A common fitness goal among college students is to get their abs flat and fit. Whether it be for the halter tops, bikinis or board shorts that will be worn by the pool this weekend, something must keep students motivated to do endless amounts of crunches. But no matter how motivated you are, without proper technique a simple crunch is simply useless.
Basic crunch: Begin lying on your back with your knees bent and your feet flat on the ground. If you need extra neck support, place your fingertips on the outside of your head, by your ears. Keeping a fist’s distance between your chin and your chest the entire time, lift your head, followed by the neck and upper back/shoulder blades off of the ground and then slowly return your body back to the ground starting with the upper back, followed by the neck and finally the head. This exercise works the rectus abdominis, the long muscle that runs down the middle of your stomach. To work the obliques, which are the muscles that run along both sides of the body, allow one shoulder at a time to come off the ground and across the body while the opposite shoulder stays on the ground.
Tips to getting the most out of a basic crunch:
1. Don’t grab your head or pull at your neck.
2. Remember to exhale as you lift off of the ground and inhale as you come back down to the ground — do not hold your breath.
3. Don’t let your chin touch your chest.

TASK SET —
1. Copy the stretch of the crunch article from "2. Remember to" through "touch your chest.", changing "exhale" to "breathe out".
2. Answer these questions from the crunch article:
(a) Which muscle does the basic crunch work?
(b) What distance should stay between the chin and the chest?
(c) When should you inhale during a crunch?

GIVEN ENTRIES —
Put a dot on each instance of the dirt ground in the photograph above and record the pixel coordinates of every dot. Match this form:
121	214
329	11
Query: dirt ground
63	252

* * *

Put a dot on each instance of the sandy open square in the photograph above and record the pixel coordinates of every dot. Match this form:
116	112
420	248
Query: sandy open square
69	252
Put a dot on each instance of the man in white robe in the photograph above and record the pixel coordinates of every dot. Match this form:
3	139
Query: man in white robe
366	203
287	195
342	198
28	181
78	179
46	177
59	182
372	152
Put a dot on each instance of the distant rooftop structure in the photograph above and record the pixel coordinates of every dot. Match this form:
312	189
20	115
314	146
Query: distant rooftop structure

ANSWERS FOR THE TASKS —
1.
2. Remember to breathe out as you lift off of the ground and inhale as you come back down to the ground — do not hold your breath.
3. Don’t let your chin touch your chest.

2.
(a) The rectus abdominis, the long muscle that runs down the middle of the stomach.
(b) A fist's distance.
(c) As you come back down to the ground.